Partes del ejercicio:
**1.** Según la columna sobre los Estados Unidos, ¿qué dijo Guy Sorman en su paso por la Feria del Libro, en Buenos Aires?
**2.** Indique si cada una de las siguientes afirmaciones concuerda con la columna sobre los Estados Unidos, y cite las palabras exactas que lo deciden: (a) El último libro de Guy Sorman se titula "Made in USA". (b) La Argentina ha adoptado el modelo de vida norteamericano. (c) Los Estados Unidos constituyen un fenómeno completamente original en la historia del mundo.
**3.** Transcriba literalmente el tramo de la columna sobre los Estados Unidos que va desde "Elegir lo peor, con" hasta "y el subdesarrollo.".

Documento:
# # # # # # #

Elegir lo peor, con entusiasmo

Algunas sociedades han decido seguir el ejemplo de los Estados Unidos e incorporar los principios que les permitieron a los norteamericanos convertirse en un país próspero y rico. La Argentina, por el contrario, se empeña en no admitir las ventajas de un modelo de vida que nos permitiría salir de la pobreza y el subdesarrollo.

Guy Sorman acaba de presentar su último libro, “Made in USA”, en donde, como un Tocqueville moderno, intenta elaborar una guía para entender a los Estados Unidos. Y la pretensión es procedente porque, como Sorman dijo en su paso por la Feria del Libro, en Buenos Aires, nadie entiende a ese país.

Como hemos dicho en esta columna en otras ocasiones, los Estados Unidos constituyen un fenómeno completamente original en la historia del mundo. Nunca, ni antes ni después de su nacimiento como república independiente, un proyecto nacional se propuso la epopeya norteamericana. Una epopeya que, justamente, consiste en la negación del esquema que la historia mundial ha conocido por doquier, esto es, que sólo un puñado de iluminados tiene acceso a la verdad y que, desde allí, su deber consiste en traducírsela ya digerida al “pobre” hombre común. Esto sí es épico para el mundo: un conjunto de cruzados deshaciéndose por la felicidad de los demás.

# # # # # # #

Registros almacenados:
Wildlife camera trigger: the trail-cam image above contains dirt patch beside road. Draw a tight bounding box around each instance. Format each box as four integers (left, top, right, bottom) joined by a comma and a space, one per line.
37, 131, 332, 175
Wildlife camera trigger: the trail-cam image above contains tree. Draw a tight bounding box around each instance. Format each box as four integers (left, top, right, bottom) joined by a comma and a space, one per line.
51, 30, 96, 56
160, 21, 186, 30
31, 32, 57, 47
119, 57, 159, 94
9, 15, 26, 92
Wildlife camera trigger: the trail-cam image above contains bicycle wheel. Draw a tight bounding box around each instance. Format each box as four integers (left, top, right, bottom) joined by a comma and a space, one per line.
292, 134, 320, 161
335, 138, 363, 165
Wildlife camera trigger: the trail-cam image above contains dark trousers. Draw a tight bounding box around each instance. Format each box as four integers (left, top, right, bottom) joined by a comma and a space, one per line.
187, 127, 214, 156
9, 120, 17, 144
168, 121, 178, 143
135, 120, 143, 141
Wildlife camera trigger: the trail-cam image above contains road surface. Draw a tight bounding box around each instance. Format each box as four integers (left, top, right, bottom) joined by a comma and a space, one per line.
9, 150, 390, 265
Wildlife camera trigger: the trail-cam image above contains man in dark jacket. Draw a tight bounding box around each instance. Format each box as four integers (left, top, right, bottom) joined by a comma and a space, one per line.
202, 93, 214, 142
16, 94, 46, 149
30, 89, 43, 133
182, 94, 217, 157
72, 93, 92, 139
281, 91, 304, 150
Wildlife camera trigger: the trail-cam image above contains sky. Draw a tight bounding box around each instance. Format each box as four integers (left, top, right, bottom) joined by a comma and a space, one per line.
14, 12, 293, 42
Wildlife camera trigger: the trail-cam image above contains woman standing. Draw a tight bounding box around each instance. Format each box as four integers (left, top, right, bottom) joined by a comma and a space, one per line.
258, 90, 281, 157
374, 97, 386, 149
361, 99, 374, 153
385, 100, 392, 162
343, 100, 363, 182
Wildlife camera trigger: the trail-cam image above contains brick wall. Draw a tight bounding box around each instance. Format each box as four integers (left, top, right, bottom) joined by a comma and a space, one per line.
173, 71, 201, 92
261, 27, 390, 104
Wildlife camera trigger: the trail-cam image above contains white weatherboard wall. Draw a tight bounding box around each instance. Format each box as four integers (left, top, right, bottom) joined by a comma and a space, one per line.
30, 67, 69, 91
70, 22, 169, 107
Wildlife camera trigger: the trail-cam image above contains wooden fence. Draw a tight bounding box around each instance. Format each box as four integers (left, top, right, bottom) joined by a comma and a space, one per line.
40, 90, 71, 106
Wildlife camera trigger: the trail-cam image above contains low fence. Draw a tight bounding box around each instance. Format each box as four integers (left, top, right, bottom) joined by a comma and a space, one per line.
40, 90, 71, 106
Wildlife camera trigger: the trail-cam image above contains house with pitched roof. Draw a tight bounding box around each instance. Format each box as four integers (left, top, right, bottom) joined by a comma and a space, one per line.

# # # # # # #

Respuestas por tarea:
**1.** Dijo que nadie entiende a ese país.

**2.**
(a) Sí: "Guy Sorman acaba de presentar su último libro, “Made in USA”".
(b) No: "La Argentina, por el contrario, se empeña en no admitir las ventajas de un modelo de vida que nos permitiría salir de la pobreza y el subdesarrollo".
(c) Sí: "los Estados Unidos constituyen un fenómeno completamente original en la historia del mundo".

**3.**
Elegir lo peor, con entusiasmo

Algunas sociedades han decido seguir el ejemplo de los Estados Unidos e incorporar los principios que les permitieron a los norteamericanos convertirse en un país próspero y rico. La Argentina, por el contrario, se empeña en no admitir las ventajas de un modelo de vida que nos permitiría salir de la pobreza y el subdesarrollo.